* [Work to complete]
Reproduce all records verbatim.
(Material supplied Opens)
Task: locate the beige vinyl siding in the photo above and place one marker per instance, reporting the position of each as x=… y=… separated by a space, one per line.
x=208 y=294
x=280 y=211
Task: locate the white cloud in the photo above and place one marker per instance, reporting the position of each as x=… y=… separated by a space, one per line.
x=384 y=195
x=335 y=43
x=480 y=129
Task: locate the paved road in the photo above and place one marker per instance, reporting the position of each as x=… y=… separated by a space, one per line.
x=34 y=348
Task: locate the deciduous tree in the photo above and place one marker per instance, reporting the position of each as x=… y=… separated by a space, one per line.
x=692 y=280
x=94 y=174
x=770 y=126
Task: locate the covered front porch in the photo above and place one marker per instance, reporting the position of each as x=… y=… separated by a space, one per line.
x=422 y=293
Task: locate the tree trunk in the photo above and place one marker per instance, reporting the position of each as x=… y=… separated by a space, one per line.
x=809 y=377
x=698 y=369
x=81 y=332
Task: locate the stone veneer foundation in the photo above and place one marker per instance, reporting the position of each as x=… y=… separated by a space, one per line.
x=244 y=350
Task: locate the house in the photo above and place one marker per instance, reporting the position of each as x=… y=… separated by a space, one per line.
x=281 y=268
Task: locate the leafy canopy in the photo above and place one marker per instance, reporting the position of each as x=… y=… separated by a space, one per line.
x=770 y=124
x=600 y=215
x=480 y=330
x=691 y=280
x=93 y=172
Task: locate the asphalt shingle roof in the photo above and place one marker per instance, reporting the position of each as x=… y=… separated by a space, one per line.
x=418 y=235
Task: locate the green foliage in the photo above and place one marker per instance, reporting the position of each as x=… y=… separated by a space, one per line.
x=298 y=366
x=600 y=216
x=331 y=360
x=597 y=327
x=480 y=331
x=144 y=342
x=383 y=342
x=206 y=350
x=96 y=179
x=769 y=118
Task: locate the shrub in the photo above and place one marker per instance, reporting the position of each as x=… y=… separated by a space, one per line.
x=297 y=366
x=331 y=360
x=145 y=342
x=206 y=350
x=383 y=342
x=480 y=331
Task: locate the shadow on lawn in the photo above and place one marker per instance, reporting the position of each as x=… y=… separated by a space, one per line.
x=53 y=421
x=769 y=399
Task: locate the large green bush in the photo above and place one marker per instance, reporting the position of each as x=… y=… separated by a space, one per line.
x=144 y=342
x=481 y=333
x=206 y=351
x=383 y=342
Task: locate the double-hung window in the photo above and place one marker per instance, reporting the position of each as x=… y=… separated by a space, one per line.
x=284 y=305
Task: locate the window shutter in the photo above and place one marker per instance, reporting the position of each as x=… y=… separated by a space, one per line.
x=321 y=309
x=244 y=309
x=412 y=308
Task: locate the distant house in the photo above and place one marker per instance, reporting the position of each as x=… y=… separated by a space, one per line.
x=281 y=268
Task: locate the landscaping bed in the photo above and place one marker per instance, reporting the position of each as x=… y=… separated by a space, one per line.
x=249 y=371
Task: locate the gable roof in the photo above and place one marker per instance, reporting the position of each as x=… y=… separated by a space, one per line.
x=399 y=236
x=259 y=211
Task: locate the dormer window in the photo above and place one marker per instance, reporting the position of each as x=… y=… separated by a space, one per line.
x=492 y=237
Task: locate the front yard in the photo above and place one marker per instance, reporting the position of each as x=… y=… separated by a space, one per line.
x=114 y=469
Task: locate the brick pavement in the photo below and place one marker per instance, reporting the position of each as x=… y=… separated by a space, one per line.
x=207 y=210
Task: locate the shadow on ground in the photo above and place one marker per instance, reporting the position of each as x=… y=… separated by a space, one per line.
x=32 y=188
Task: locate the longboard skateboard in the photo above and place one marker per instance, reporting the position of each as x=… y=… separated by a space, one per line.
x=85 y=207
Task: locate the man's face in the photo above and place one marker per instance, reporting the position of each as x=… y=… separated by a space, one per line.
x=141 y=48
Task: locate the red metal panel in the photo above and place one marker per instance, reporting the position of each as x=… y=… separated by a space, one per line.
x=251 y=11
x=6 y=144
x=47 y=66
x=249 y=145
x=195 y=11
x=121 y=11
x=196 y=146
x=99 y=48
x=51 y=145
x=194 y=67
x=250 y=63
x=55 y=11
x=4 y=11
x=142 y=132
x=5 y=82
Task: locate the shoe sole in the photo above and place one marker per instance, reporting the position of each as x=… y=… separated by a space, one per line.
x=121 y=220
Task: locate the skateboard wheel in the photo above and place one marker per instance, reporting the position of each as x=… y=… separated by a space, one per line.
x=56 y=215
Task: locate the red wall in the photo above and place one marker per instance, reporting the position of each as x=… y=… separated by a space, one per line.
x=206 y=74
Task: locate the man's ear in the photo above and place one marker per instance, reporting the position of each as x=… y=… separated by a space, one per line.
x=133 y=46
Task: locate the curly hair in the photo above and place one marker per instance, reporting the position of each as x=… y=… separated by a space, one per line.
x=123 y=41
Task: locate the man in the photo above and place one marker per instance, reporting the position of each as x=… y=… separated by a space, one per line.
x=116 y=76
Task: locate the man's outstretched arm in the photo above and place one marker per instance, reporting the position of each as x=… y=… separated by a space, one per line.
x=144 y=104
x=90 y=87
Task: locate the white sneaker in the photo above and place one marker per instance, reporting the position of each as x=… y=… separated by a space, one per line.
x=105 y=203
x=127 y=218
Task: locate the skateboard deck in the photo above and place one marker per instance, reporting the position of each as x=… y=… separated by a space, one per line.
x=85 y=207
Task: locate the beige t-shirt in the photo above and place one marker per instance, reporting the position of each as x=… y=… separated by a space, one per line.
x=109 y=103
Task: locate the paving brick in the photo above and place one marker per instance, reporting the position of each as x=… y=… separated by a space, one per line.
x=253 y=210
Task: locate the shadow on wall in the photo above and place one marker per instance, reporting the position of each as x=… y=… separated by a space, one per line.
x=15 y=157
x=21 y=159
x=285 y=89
(Material supplied Closes)
* [Reply]
Task: locate the beige vinyl siding in the photo above and place one marker per instance, reporting the position of each as x=… y=… separated by a space, one per line.
x=208 y=294
x=280 y=211
Task: locate the white cloud in the photo above and place one marker per instance, reporting the position of each as x=… y=… separated by a space, one per line.
x=384 y=195
x=335 y=43
x=480 y=129
Task: locate the paved road in the photo above and place one marker per instance, reporting the position of each as x=… y=… separated by a space, one per line.
x=34 y=348
Task: locate the deciduous tree in the photo above and place one marker per instance, reporting the position of each as x=… y=… separated by a space, one per line.
x=692 y=280
x=94 y=174
x=770 y=126
Task: locate the covered front porch in the photo above and place one marker per instance, reporting the position of each as x=… y=… separated by a space, one per line.
x=422 y=293
Task: locate the tree trunk in the photo above and place one marker per instance, reporting the position of each as x=… y=… separated by a space, one per line.
x=809 y=377
x=698 y=369
x=81 y=332
Task: locate the stone veneer foundation in the photo above and place one marker per instance, reporting the position of each as x=… y=… separated by a space, one per line.
x=244 y=350
Task: locate the house in the photo above and place one marker per instance, reporting the position of each as x=… y=… separated by a space, one per line.
x=281 y=268
Task: locate the leafy canopy in the photo above and place one marker per instance, reporting the position of each as x=… y=… separated by a space, one per line.
x=770 y=124
x=600 y=215
x=480 y=330
x=691 y=280
x=93 y=172
Task: locate the asphalt shingle roof in the photo above and place one marker per instance, reporting the position of each as x=… y=… separated by a space, one per line.
x=418 y=235
Task: locate the green foliage in the photo above and place one marker per instance, reporting the position of each as x=… y=… separated by a space, one per line.
x=298 y=366
x=600 y=216
x=331 y=360
x=597 y=327
x=480 y=331
x=144 y=342
x=383 y=342
x=206 y=350
x=96 y=179
x=769 y=118
Task: locate the shrub in the photo above and place one marker per instance, reporting the position of each as x=… y=… separated by a space, one per line.
x=297 y=366
x=331 y=360
x=145 y=342
x=206 y=350
x=383 y=342
x=480 y=331
Task: locate the shadow on lawn in the photo above and place one marker per instance, reporting the position of each as x=… y=… separated by a space, one per line.
x=53 y=421
x=769 y=399
Task: locate the large green bush in the photo above and place one marker per instance, reporting the position of each as x=… y=… separated by a space, one per line.
x=144 y=342
x=481 y=333
x=206 y=351
x=383 y=342
Task: locate the double-hung window in the photo above and place one marker per instance, reporting the position of each as x=… y=… separated by a space, one per line.
x=284 y=305
Task: locate the window shutter in the photo above and place one marker per instance, reporting the position of each as x=… y=… separated by a space, one per line.
x=321 y=309
x=244 y=309
x=412 y=308
Task: locate the distant house in the photo above and place one marker per instance, reporting the position of each as x=… y=… separated by a space, one per line.
x=281 y=268
Task: locate the landscaping bed in the photo above and place one marker per instance, reporting the position of each as x=… y=… separated by a space, one per line.
x=249 y=371
Task: locate the gable roof in the photo above and place one marker per instance, reporting the position of each as x=… y=… separated by a space, one per line.
x=399 y=236
x=259 y=211
Task: locate the dormer window in the photo above and place one marker per instance, reporting the position of each as x=… y=… separated by a space, one per line.
x=492 y=237
Task: locate the front yard in the photo above and place one marker per instance, reporting the position of each as x=… y=… separated by a space, one per line.
x=114 y=469
Task: locate the brick pavement in the photo below and place one marker per instance, reporting the position of each as x=… y=… separated by a space, one per line.
x=207 y=210
Task: locate the shadow on ground in the photo above and place one marker per instance, reporting the position of each as x=… y=… separated by a space, one per line.
x=32 y=188
Task: locate the longboard skateboard in the photo above and place one marker per instance, reporting the position of each as x=… y=… separated by a space, one per line.
x=85 y=207
Task: locate the man's face in the photo above and place one marker per instance, reporting the position of each as x=… y=… separated by a space, one per line.
x=141 y=48
Task: locate the red metal panel in the photo above and place one marker per instance, reporting the position of each as x=… y=… separated by a space, one per line.
x=251 y=11
x=6 y=144
x=47 y=66
x=249 y=145
x=195 y=11
x=121 y=11
x=196 y=146
x=99 y=48
x=51 y=145
x=194 y=67
x=250 y=63
x=55 y=11
x=4 y=11
x=142 y=132
x=5 y=82
Task: locate the shoe sole in the photo above and place one marker per instance, reporting the position of each as x=… y=… separated by a space, one per line.
x=121 y=220
Task: locate the skateboard wheel in the photo above and place one marker per instance, reporting the position of each as x=… y=… separated by a space, one per line.
x=56 y=215
Task: locate the red wall in the photo above and place one marker per instance, reporting the position of each as x=… y=… separated by a space, one per line.
x=206 y=74
Task: locate the man's ear in the photo above and place one marker per instance, reporting the position of each as x=… y=… separated by a space, one per line.
x=133 y=46
Task: locate the curly hair in the photo above and place one marker per instance, reporting the position of each as x=… y=… separated by a space, one per line.
x=123 y=41
Task: locate the man in the photo above and place one marker per instance, reporting the position of each as x=… y=… separated by a space, one per line.
x=116 y=76
Task: locate the man's outstretched arm in the photo above and place one marker per instance, reporting the position of each as x=… y=… separated by a space, one per line.
x=144 y=104
x=90 y=87
Task: locate the white sneaker in the photo above and place one marker per instance, reporting the position of each as x=… y=… separated by a space, one per line.
x=105 y=203
x=127 y=218
Task: locate the skateboard deck in the photo above and place one marker per instance, reporting the position of each as x=… y=… separated by a space, one per line.
x=85 y=207
Task: locate the beige t-shirt in the photo above and place one marker per instance, reporting the position of each as x=… y=… separated by a space, one per line.
x=109 y=103
Task: locate the paving brick in the photo above and place one marker per instance, reporting the position of each as x=… y=… separated by a space, one per line.
x=253 y=210
Task: locate the shadow on wall in the photo above and place one marker per instance, reporting the position of each as x=… y=… separated by a space, one per line.
x=15 y=157
x=21 y=159
x=285 y=89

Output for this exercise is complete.